** WHAT TO WORK ON **
Could you reproduce, word for word, the part of the health reform excerpt below that begins with the words "If Liberals Want" and ends with "sharing is lower."?

** EXCERPT **
---------------

Medicare director Don Berwick will be setting an example that private insurers will follow. As president of the Institute for Health Care Improvement (IHI), Berwick has had great success in showing hospitals, doctors and nurses that they can make their own work environment more efficient, and their work more satisfying  if they collaborate to provide better, safer care at a lower cost. Reform shouldn’t have to be imposed on caregivers. It can happen from the inside. Berwick understands this better than anyone. Between now and 2014, we can prepare for reform, but it will take more than three years to make the deep structural changes needed.

If Liberals Want a Public Option, They Should Protect Reform Legislation

Congress is not going to pass a single-payer bill at this point in time. For one, legislators know that the vast majority of the 133 million employees who work at large companies where their employer pays 85% of premiums are quite attached to that perk. Why wouldn’t they want to hold onto it? On average, benefits are better than Medicare’s, and cost sharing is lower.

Why should the rest of us care whether those 133 million hang on to a sweet deal? Because society as a whole benefits as long as those corporations continue funding 85% of the cost of insurance for their workers–including millions of middle-income and low-income Americans. (Under the rules of employer-based insurance, all employees must receive the same deal.) And according to a Kaiser survey, despite the economic downturn, employers remain surprisingly committed to providing benefits: 95 percent of those with 50 or more employees offer insurance. Although they are increasing co-pays, only 2% say they are very likely to drop benefits. This gives us some breathing room, time to bring down health care inflation, before Americans  decide whether they want a single plan for everyone.

Make no mistake:  I’m not disparaging the liberal dream. I’m just saying that it won’t happen in the next few years.

First, we need to realign the financial incentives in our health care system .The reform legislation lays out the blueprint for providing higher quality, more affordable care, but reform will be a process that takes place over time.

---------------

** ENTRIES SHOWN **
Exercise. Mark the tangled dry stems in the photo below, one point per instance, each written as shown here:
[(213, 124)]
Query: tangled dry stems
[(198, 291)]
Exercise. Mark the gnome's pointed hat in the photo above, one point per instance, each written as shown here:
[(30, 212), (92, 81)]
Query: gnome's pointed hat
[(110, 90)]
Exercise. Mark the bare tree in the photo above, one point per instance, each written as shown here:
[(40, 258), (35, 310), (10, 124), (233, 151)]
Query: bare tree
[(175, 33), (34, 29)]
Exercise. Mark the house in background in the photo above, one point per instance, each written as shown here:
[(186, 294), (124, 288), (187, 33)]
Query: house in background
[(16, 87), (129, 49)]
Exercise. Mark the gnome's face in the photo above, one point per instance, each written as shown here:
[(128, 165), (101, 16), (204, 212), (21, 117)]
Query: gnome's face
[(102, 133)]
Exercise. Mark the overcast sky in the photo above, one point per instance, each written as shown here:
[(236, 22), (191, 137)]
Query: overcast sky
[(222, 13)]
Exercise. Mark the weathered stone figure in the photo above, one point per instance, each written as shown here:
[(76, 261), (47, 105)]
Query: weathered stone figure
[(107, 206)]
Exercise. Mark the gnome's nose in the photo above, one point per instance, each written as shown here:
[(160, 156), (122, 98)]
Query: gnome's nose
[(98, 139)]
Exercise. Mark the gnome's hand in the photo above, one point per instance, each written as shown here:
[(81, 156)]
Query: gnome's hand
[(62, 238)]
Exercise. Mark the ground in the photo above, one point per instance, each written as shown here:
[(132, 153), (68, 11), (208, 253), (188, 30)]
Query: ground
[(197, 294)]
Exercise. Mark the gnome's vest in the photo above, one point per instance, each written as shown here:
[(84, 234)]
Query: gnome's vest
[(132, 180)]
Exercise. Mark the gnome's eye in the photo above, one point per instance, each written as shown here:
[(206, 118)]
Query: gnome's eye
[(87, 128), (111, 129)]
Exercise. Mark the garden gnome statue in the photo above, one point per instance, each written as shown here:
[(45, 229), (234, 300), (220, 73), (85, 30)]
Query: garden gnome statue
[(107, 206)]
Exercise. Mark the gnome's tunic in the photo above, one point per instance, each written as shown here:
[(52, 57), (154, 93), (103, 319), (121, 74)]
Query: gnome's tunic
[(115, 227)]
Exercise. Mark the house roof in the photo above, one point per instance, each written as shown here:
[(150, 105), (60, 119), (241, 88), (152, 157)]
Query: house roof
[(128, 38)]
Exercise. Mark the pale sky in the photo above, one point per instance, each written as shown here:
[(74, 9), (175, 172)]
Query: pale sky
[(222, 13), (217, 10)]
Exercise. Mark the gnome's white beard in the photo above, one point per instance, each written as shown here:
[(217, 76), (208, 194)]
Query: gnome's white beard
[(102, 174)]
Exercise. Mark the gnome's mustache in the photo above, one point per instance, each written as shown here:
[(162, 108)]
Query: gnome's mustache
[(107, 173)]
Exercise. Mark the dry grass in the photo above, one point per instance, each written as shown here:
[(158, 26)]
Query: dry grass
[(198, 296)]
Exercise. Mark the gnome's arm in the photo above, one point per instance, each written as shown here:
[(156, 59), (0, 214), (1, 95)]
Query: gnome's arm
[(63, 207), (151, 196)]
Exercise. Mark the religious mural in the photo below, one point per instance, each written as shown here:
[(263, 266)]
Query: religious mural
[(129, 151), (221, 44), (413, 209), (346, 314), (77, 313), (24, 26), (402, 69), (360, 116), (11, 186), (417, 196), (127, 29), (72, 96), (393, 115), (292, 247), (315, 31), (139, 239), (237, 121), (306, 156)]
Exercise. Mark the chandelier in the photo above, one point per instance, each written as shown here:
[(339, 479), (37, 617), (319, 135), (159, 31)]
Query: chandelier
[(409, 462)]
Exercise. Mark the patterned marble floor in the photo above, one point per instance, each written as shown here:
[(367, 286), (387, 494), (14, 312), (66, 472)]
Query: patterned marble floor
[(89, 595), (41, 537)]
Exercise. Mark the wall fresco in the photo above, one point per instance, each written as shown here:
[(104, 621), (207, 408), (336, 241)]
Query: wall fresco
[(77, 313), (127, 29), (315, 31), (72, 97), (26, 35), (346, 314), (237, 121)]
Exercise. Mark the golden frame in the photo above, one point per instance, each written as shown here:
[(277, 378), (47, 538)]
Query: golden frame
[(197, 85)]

---------------

** ANSWER FOR THIS EXERCISE **
If Liberals Want a Public Option, They Should Protect Reform Legislation

Congress is not going to pass a single-payer bill at this point in time. For one, legislators know that the vast majority of the 133 million employees who work at large companies where their employer pays 85% of premiums are quite attached to that perk. Why wouldn’t they want to hold onto it? On average, benefits are better than Medicare’s, and cost sharing is lower.